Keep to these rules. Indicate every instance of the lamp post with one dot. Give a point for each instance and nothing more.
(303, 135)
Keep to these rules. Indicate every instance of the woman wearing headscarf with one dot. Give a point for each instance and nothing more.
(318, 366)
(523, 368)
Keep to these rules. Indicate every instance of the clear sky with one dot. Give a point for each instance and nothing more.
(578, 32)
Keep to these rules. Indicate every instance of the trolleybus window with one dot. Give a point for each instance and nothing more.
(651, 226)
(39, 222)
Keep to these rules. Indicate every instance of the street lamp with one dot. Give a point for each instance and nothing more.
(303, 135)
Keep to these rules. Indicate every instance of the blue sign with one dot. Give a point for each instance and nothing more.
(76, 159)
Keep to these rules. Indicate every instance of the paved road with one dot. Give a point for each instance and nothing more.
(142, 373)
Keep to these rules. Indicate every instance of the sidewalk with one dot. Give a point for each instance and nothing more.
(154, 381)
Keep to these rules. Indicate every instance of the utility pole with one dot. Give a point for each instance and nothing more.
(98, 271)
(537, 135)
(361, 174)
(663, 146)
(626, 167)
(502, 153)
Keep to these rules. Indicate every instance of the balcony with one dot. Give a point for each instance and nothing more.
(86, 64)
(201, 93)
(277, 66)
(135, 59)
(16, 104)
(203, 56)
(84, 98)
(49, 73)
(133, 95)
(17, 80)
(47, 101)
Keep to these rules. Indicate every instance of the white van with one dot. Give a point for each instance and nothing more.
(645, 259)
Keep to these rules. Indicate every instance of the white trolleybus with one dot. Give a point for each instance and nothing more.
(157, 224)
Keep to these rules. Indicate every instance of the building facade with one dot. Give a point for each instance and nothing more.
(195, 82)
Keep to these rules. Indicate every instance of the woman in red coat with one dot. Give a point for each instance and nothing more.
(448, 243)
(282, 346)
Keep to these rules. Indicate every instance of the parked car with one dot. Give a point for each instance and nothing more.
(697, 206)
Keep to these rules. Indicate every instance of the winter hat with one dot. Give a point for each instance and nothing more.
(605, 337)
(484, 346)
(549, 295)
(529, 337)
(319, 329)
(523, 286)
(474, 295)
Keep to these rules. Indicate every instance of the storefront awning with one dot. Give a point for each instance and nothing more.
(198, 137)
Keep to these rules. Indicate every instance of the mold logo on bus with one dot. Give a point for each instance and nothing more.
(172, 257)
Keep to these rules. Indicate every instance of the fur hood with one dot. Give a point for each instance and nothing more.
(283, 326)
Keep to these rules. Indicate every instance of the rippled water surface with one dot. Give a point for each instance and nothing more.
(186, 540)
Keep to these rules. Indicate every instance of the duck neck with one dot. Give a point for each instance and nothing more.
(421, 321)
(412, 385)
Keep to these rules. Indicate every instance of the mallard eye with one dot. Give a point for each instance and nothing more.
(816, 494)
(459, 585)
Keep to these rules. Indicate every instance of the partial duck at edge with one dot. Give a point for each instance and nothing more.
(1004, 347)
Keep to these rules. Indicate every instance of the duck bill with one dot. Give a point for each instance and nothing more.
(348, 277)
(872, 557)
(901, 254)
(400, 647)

TASK INSTRUCTIONS: Copy each record from above exactly, and include every line.

TASK RESULT:
Keep to these rules. Indicate every instance of the lamp post with one dot. Give a point for each instance and nothing more.
(303, 135)
Keep to these rules. Indicate every instance of the woman wearing headscarf with one dot. Give a point for each instance and nothing more.
(318, 366)
(523, 368)
Keep to these rules. Indicate every instance of the clear sky with one dot. Give a point for each instance and nothing more.
(578, 32)
Keep to these rules. Indicate every instance of the trolleybus window with one dot. Give a point for each instance and nothing more.
(651, 226)
(39, 222)
Keep to these rules. Indicate every instance of the street lamp with one dot. Give a point for each instance and nothing more.
(303, 135)
Keep to these rules. Indicate every instance of the blue sign with one dot. Give a point for each instance and nothing more.
(76, 159)
Keep to these rules. Indicate every instance of the paved road with one dot. Give a point for each instance and nothing more.
(142, 373)
Keep to these rules. Indicate every instance of the sidewalk with one dot. Give a point for each instance and nothing more.
(154, 381)
Keep to these rules. Indicate every instance of the utility pole with one dot. Give a point for each instance and nothing more.
(98, 271)
(537, 135)
(361, 174)
(663, 146)
(626, 167)
(502, 153)
Keep to these rules. Indicate every instance of the balcony with one dot. Give a point for each instance and nothing more.
(86, 64)
(201, 93)
(277, 66)
(135, 59)
(16, 104)
(203, 56)
(84, 98)
(49, 73)
(133, 95)
(17, 80)
(47, 101)
Keep to these rules. Indicate every instance of the white van with one dot. Give a point for each instance and nothing more.
(645, 259)
Keep to these rules. Indicate every instance of the white trolleybus with one dot. Give a point for each instance and nothing more.
(157, 224)
Keep to these rules. Indicate every instance of the building facade with one dot. Give a point for each instance and nothing more.
(195, 82)
Keep to these rules. Indicate every instance of the woman in red coat with one dot. Give a point for each instance and nothing more.
(448, 243)
(282, 346)
Keep to these rules. Indicate every instance of the parked car with one dot. Give a point for each instance and nothing more.
(697, 206)
Keep to these rules. Indicate every instance of the winter hat with one dot. Give a point for each instance and nothing more.
(605, 337)
(484, 346)
(549, 295)
(529, 337)
(319, 329)
(523, 286)
(474, 295)
Keep to these rules. Indicate every instance of the storefront awning with one dot. Give a point for each instance and nothing more.
(198, 137)
Keep to these rules. Indicate every instance of the mold logo on bus with one dot. Give a point for each instance and nothing more.
(172, 257)
Keep to these rules. Indicate every instance of the fur hood with one dot. Give a point for each instance and nothing more.
(283, 326)
Keep to these rules. Indicate every instance of the rippled water surface with one dot. Give a point for each instance and nothing more.
(186, 540)
Keep to these rules. Indicate every instance of the duck neck with one dot. Give a point for each instance and nothing more.
(421, 321)
(412, 385)
Keep to these rules. Indicate every instance of the mallard eye with one dot. Give a point for each instance and nothing more.
(816, 494)
(459, 585)
Keep to these rules. Indicate every instance of the partial duck at edge with one dot. Give a point for each instance and nothing more.
(1004, 347)
Keep to these rules. Indicate every instance of the duck bill with one dot. Give a point for each instance and nothing more.
(348, 277)
(872, 557)
(901, 254)
(400, 647)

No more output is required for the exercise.